• **Supplied passage**
**********

Filed pursuant to Rule 424(b)(3)
Registration Nos. 333-258347 and 333-258347-01
March 1, 2022
BROOKFIELD BUSINESS CORPORATION
BROOKFIELD BUSINESS PARTNERS L.P.
Class A Exchangeable Subordinate Voting Shares of Brookfield Business Corporation
Limited Partnership Units of Brookfield Business Partners L.P. (issuable or deliverable upon exchange, redemption or acquisition of Class A Exchangeable Subordinate Voting Shares)
This prospectus is being furnished to you as a unitholder of Brookfield Business Partners L.P., or the partnership, in connection with the planned special distribution, or the special distribution, by the partnership to the holders of its non-voting limited partnership units, or units, of approximately 39 million class A exchangeable subordinate voting shares, or exchangeable shares, of Brookfield Business Corporation, or our company, a corporation incorporated under, and governed by, the laws of British Columbia. Each exchangeable share will be structured with the intention of providing an economic return equivalent to one unit (subject to adjustment to reflect certain capital events). Each exchangeable share will be exchangeable at the option of the holder for one unit (subject to adjustment to reflect certain capital events) or its cash equivalent (the form of payment to be determined at the election of our company). The partnership may elect to satisfy our exchange obligation by acquiring such tendered exchangeable shares for an equivalent number of units (subject to adjustment to reflect certain capital events) or its cash equivalent (the form of payment to be determined at the election of the partnership). See “Description of Our Share Capital — Exchange by Holder — Adjustments to Reflect Certain Capital Events”. Our company and the partnership currently intend to satisfy any exchange requests on the exchangeable shares through the delivery of units rather than cash. It is expected that following completion of the special distribution, our company will target to pay dividends per exchangeable share that are identical to the distributions on each unit, as more fully described in this prospectus. We therefore expect that the market price of our exchangeable shares will be significantly impacted by the market price of the units and the combined business performance of the partnership, our company and our respective subsidiaries as a whole, which we refer to throughout this prospectus as our group. In November and December 2021, we acquired our operating subsidiaries from certain of the partnership’s subsidiaries. Following completion of the special distribution, our company will own and operate high-quality businesses that are low-cost producers and/or benefit from high barriers to entry. Our initial operations will consist of services and industrial operations primarily located in Australia, the United Kingdom, the United States and Brazil.

**********

Rewrite the prospectus cover from the words "Filed pursuant to" through "Subordinate Voting Shares)", replacing "Registration Nos." with "Registration Numbers".

**********

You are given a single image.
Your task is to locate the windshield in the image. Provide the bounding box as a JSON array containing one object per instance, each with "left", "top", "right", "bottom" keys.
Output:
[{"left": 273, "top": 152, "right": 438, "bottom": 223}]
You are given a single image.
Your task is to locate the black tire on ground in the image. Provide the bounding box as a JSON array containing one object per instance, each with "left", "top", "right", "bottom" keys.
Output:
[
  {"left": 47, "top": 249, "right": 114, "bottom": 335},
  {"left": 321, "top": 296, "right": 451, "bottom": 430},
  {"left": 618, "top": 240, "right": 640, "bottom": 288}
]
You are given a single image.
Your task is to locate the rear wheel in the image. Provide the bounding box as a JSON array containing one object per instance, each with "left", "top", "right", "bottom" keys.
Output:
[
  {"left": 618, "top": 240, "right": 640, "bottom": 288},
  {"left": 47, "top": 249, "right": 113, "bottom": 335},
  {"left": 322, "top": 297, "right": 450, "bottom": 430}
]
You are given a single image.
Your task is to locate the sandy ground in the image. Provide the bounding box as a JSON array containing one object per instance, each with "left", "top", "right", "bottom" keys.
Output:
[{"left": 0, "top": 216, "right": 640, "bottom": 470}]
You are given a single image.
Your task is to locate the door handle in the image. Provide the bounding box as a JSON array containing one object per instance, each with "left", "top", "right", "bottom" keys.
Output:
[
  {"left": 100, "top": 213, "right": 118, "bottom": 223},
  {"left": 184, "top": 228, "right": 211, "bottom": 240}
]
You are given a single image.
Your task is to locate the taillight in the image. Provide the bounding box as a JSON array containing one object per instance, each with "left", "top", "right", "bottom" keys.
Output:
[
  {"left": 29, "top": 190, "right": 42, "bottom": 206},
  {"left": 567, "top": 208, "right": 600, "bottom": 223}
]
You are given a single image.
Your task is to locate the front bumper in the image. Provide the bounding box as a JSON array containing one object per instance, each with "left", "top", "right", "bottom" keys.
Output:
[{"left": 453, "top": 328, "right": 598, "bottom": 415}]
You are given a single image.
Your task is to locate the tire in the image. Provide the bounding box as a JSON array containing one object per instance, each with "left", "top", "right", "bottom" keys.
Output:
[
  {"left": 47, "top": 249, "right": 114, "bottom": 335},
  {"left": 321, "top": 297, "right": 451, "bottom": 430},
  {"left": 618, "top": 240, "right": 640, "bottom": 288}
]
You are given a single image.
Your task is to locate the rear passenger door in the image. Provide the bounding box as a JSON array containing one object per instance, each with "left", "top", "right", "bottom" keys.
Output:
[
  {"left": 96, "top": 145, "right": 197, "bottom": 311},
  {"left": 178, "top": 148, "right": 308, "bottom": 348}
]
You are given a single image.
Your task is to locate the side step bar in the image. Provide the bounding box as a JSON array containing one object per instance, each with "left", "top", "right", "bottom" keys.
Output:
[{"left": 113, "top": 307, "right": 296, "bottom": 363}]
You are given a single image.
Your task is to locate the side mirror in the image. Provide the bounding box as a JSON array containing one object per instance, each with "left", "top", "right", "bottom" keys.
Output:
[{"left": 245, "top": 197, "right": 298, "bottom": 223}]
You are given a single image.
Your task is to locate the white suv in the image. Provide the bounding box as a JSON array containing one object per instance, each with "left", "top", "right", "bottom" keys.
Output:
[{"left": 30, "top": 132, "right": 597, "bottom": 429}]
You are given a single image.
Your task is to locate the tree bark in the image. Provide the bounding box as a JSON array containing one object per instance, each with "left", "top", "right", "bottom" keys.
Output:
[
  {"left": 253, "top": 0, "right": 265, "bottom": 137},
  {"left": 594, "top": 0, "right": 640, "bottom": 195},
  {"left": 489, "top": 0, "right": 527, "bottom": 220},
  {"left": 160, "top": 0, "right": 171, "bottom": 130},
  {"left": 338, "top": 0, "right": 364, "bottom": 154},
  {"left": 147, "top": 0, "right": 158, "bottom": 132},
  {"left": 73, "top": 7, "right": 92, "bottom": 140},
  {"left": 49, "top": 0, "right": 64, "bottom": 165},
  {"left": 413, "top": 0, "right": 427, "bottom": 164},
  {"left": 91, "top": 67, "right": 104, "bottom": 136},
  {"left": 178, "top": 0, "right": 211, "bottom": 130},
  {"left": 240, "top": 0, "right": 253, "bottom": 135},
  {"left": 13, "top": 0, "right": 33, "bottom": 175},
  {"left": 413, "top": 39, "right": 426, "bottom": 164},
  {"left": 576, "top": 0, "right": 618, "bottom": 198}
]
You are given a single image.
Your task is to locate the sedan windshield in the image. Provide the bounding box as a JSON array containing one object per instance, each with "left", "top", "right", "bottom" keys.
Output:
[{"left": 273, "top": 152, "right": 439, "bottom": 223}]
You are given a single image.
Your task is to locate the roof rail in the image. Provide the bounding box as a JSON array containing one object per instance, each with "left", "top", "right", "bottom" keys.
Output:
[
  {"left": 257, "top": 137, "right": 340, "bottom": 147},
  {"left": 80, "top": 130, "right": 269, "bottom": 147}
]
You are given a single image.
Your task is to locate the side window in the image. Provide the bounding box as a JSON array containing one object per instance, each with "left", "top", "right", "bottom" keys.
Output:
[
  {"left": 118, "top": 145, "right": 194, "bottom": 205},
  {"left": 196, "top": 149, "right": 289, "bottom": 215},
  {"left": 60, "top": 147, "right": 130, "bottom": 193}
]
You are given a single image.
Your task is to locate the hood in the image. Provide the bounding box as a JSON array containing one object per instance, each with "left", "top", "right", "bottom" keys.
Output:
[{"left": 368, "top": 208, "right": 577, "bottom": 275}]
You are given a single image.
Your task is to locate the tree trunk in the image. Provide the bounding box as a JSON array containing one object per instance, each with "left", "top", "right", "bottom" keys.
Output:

**********

• **Finished task**
Filed pursuant to Rule 424(b)(3)
Registration Numbers 333-258347 and 333-258347-01
March 1, 2022
BROOKFIELD BUSINESS CORPORATION
BROOKFIELD BUSINESS PARTNERS L.P.
Class A Exchangeable Subordinate Voting Shares of Brookfield Business Corporation
Limited Partnership Units of Brookfield Business Partners L.P. (issuable or deliverable upon exchange, redemption or acquisition of Class A Exchangeable Subordinate Voting Shares)